EXTRACT TO READ section start
Before You Let AI Into the Control Room: Five Questions Every OT Leader Should Ask
O T S E C U R I T Y · A I R E A D I N E S S
By Sanjeev Sharma | Industrial Control Systems Security
Every few weeks, a fresh headline reminds us that the safety guardrails around advanced AI systems are not as solid as their builders would like. A model is coaxed into producing something it was explicitly designed to refuse. The vendor issues a measured statement. The industry debates. And then we move on — until the next time.
For those of us who run operational technology in refineries, pipelines, and process plants, these stories deserve more than a passing glance. Not because our DCS or PLC networks are about to be overrun by rogue chatbots, but because the AI conversation is arriving in our world whether we invite it or not. Predictive maintenance platforms, anomaly-detection engines, copilots embedded in engineering tools, vendor “AI-assisted” diagnostics — the pitch decks are already on our desks.
The instinct of a good OT engineer when a new technology shows up at the plant boundary is not enthusiasm and it is not refusal. It is interrogation. We ask hard questions before we let anything touch a live system. AI deserves exactly the same discipline. Here are the five questions I keep coming back to.
1. What happens when the model is wrong — and who notices?
In OT we have spent decades engineering for failure. We assume instruments drift, valves stick, and signals lie. We build interlocks, voting logic, and independent layers of protection precisely because we do not trust any single element to be right all the time. An AI model is no different in principle, but it fails in less obvious ways. It does not throw a fault code; it produces a confident, plausible answer that happens to be wrong. The question is not whether the model is accurate — every vendor will say yes. The question is what your detection and response looks like when it is wrong, and whether a human in the loop is positioned to catch it before the error propagates into a decision.
2. Is this advisory, or is it in the loop?
There is a world of difference between an AI that recommends a maintenance window and one that adjusts a setpoint. The first is a decision-support tool; the second is part of the control system, with all the safety, reliability, and regulatory weight that implies. A surprising number of “AI” deployments blur this line by design. Before adoption, draw the boundary explicitly: what can this system change, what can it only suggest, and is that boundary enforced by architecture or merely by policy? In OT, we trust architecture far more than we trust policy.
3. Where does the data go, and what comes back?
Many AI offerings are cloud-anchored. Your process data — historian trends, alarm logs, equipment health, sometimes configuration detail — leaves the plant to be scored, and an output returns. Each leg of that round trip is an attack surface and a data-governance question. This is familiar territory. It is the same defense-in-depth reasoning we apply to any external connectivity: segmentation, brokered data flows, strict egress control, and a clear-eyed view of what proprietary information we are willing to expose. The novelty of AI does not exempt it from the zone-and-conduit thinking we already practice under IEC 62443.
EXTRACT TO READ section end
EXTRACTED DATA section start
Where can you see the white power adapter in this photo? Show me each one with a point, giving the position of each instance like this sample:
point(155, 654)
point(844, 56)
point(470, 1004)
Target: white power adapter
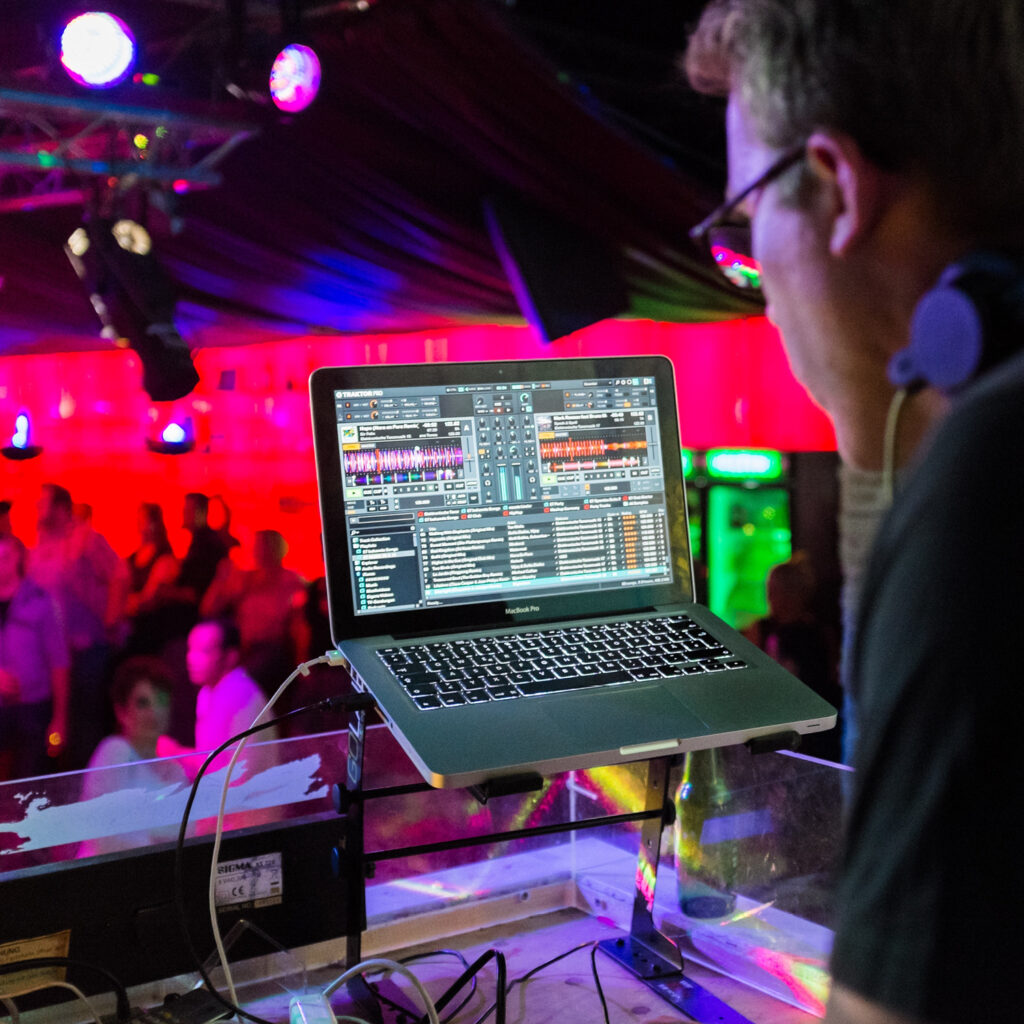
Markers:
point(312, 1008)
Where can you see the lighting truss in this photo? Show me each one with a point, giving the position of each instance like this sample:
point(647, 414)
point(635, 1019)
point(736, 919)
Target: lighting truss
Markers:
point(52, 145)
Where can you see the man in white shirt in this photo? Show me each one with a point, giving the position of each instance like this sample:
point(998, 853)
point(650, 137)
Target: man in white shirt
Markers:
point(228, 699)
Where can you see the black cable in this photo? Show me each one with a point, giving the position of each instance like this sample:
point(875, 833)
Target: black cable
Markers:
point(500, 1005)
point(348, 701)
point(124, 1008)
point(597, 982)
point(443, 952)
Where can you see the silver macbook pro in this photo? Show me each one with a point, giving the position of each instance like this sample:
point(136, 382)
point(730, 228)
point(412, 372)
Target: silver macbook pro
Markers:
point(509, 569)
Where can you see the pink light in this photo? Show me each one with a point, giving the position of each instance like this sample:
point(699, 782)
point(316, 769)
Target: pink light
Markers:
point(295, 78)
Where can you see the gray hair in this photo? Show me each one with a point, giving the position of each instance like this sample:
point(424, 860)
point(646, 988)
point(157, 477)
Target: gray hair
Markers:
point(924, 87)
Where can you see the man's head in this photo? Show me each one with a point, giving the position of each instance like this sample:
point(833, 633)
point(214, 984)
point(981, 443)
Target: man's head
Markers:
point(919, 87)
point(904, 116)
point(140, 693)
point(11, 560)
point(53, 508)
point(214, 649)
point(195, 510)
point(269, 549)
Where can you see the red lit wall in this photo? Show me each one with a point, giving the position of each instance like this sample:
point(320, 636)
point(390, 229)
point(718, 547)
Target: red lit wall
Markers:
point(252, 418)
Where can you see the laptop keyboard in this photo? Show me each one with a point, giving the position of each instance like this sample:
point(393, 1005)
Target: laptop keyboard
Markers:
point(450, 673)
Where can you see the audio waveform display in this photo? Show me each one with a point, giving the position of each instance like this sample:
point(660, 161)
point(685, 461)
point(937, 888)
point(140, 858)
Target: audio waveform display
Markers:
point(368, 479)
point(587, 448)
point(378, 462)
point(568, 467)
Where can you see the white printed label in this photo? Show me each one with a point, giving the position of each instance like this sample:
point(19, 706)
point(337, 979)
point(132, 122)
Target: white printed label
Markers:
point(250, 883)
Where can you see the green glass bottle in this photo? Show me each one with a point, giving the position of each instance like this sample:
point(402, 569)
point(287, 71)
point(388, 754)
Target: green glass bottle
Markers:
point(707, 848)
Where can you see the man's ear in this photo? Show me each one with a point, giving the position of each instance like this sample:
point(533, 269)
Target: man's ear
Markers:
point(852, 183)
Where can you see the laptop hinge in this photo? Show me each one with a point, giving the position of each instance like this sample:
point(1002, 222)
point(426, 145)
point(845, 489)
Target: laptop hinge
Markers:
point(507, 785)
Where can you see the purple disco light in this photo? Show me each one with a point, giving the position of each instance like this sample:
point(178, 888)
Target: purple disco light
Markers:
point(295, 78)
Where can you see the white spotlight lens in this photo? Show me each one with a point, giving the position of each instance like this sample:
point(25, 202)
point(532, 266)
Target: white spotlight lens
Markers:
point(97, 49)
point(173, 433)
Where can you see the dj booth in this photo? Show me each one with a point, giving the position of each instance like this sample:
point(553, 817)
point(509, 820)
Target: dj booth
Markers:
point(335, 852)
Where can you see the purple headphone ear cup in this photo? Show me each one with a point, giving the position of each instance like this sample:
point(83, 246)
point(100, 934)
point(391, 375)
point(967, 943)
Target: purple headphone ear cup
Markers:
point(946, 342)
point(950, 324)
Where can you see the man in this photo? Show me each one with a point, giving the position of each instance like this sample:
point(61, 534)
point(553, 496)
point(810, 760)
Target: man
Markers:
point(5, 527)
point(34, 668)
point(228, 698)
point(871, 143)
point(80, 568)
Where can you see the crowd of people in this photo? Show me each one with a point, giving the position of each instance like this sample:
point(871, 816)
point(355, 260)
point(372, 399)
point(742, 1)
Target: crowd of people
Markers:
point(88, 638)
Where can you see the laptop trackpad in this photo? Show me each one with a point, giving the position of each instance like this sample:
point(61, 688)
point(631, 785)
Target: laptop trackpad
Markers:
point(627, 717)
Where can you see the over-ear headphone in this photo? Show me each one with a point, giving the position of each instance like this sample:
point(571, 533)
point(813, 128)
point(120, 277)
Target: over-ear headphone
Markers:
point(970, 321)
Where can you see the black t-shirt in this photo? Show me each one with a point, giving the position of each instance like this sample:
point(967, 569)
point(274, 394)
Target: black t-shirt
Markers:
point(929, 895)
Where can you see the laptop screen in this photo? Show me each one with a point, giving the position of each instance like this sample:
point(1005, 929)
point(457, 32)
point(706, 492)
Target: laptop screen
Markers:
point(500, 487)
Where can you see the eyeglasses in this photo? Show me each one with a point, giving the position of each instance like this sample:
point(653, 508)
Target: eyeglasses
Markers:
point(728, 238)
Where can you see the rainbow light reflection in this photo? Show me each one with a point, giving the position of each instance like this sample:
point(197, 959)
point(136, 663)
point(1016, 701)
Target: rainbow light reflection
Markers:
point(743, 271)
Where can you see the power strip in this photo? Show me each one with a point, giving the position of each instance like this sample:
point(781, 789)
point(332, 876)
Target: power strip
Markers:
point(195, 1007)
point(310, 1009)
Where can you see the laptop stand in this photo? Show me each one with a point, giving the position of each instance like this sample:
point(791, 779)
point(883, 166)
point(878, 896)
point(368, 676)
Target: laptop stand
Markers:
point(645, 952)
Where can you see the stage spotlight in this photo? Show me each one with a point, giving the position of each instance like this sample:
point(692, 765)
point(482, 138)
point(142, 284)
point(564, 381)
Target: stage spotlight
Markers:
point(20, 445)
point(295, 78)
point(176, 438)
point(97, 49)
point(134, 301)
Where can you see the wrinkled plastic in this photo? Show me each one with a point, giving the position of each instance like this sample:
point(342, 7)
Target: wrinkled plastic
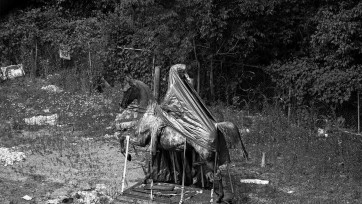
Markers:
point(184, 110)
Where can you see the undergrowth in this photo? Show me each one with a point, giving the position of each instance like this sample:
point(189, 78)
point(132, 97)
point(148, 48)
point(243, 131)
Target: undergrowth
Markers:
point(294, 154)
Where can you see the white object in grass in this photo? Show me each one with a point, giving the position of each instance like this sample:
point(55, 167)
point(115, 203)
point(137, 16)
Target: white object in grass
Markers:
point(9, 157)
point(322, 132)
point(26, 197)
point(255, 181)
point(42, 120)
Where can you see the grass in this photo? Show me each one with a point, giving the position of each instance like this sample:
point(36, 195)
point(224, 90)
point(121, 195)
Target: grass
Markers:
point(301, 168)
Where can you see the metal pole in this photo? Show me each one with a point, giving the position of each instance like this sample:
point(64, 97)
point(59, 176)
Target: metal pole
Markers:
point(156, 83)
point(125, 164)
point(358, 113)
point(183, 175)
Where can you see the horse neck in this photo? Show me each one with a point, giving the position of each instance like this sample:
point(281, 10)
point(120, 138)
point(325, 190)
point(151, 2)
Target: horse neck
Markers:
point(145, 97)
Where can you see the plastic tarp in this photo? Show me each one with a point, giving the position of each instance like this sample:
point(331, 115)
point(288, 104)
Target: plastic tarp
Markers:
point(184, 110)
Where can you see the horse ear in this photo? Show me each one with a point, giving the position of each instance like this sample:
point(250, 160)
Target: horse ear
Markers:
point(130, 81)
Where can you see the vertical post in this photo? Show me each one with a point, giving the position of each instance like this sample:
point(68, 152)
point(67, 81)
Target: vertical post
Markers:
point(125, 164)
point(212, 91)
point(359, 126)
point(156, 83)
point(173, 156)
point(290, 104)
point(183, 174)
point(36, 57)
point(90, 66)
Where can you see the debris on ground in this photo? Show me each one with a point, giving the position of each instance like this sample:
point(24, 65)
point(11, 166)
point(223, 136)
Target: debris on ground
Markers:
point(85, 196)
point(42, 120)
point(255, 181)
point(26, 197)
point(52, 88)
point(9, 157)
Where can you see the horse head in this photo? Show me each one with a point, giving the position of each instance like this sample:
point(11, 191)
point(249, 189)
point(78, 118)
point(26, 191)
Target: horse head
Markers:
point(131, 92)
point(135, 89)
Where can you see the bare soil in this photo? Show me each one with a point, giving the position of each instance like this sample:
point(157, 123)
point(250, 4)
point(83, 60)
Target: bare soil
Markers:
point(74, 155)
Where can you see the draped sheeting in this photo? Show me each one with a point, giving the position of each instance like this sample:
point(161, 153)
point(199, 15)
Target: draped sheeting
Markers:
point(183, 109)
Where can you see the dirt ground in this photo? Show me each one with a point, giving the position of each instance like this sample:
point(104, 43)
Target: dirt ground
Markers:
point(58, 172)
point(76, 156)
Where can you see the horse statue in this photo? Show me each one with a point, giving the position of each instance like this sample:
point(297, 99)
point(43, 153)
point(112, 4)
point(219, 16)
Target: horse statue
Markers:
point(158, 126)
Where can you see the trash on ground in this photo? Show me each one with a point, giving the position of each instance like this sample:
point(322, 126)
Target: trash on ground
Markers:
point(9, 157)
point(52, 88)
point(255, 181)
point(26, 197)
point(42, 120)
point(12, 72)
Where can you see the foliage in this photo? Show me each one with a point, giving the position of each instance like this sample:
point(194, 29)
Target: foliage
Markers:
point(311, 48)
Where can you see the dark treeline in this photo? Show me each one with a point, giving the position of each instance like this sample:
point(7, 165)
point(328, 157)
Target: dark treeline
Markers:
EXTRACTED DATA section end
TASKS TO PERFORM:
1) Can you copy the OT security article on AI readiness word for word, starting with "2. Is this advisory, or" and going on through "what comes back?"?
2) Could you go on with the OT security article on AI readiness from the point where it stops?

RESPONSE LIST:
1)
2. Is this advisory, or is it in the loop?
There is a world of difference between an AI that recommends a maintenance window and one that adjusts a setpoint. The first is a decision-support tool; the second is part of the control system, with all the safety, reliability, and regulatory weight that implies. A surprising number of “AI” deployments blur this line by design. Before adoption, draw the boundary explicitly: what can this system change, what can it only suggest, and is that boundary enforced by architecture or merely by policy? In OT, we trust architecture far more than we trust policy.
3. Where does the data go, and what comes back?

2)
4. Can the vendor explain its own safety model — in our terms?
When a jailbreak story breaks, what it really exposes is the gap between how robust a safety control looks and how robust it is. A keyword filter that can be defeated by clever rephrasing was never a strong control; it only appeared to be one. We know this pattern intimately. A firewall rule that can be trivially bypassed offers the illusion of protection, which is more dangerous than
acknowledged exposure. So ask the vendor to explain, in engineering terms, what their model will refuse to do and why that refusal holds up under pressure. If the answer is hand-waving about “advanced safety layers,” treat it the way you would treat a contractor who cannot explain his own trip logic.
5. What is our exposure if we do nothing — and if we wait?
The honest counterweight to all this caution is that standing still has a cost too. Reliability gains, earlier fault detection, and better use of scarce engineering time are real benefits, and competitors capturing them is a real risk. The goal of interrogation is not to say no. It is to say yes deliberately, with the boundaries drawn and the failure modes understood.
The discipline travels
None of this requires us to become AI specialists. It requires us to apply the discipline we already have. The principles that keep a refinery safe — defense in depth, separation of advisory from control, distrust of single points of failure, architecture over policy, and a relentless focus on how things fail rather than how they work — map almost perfectly onto the questions AI raises.
The technology is new. The thinking is not.
That, for those of us responsible for operational integrity, is reassuring news. We have been preparing for this conversation our entire careers; we just called it process safety.
Sanjeev Sharma writes on industrial control systems security, instrumentation, and reliability. Views are his own.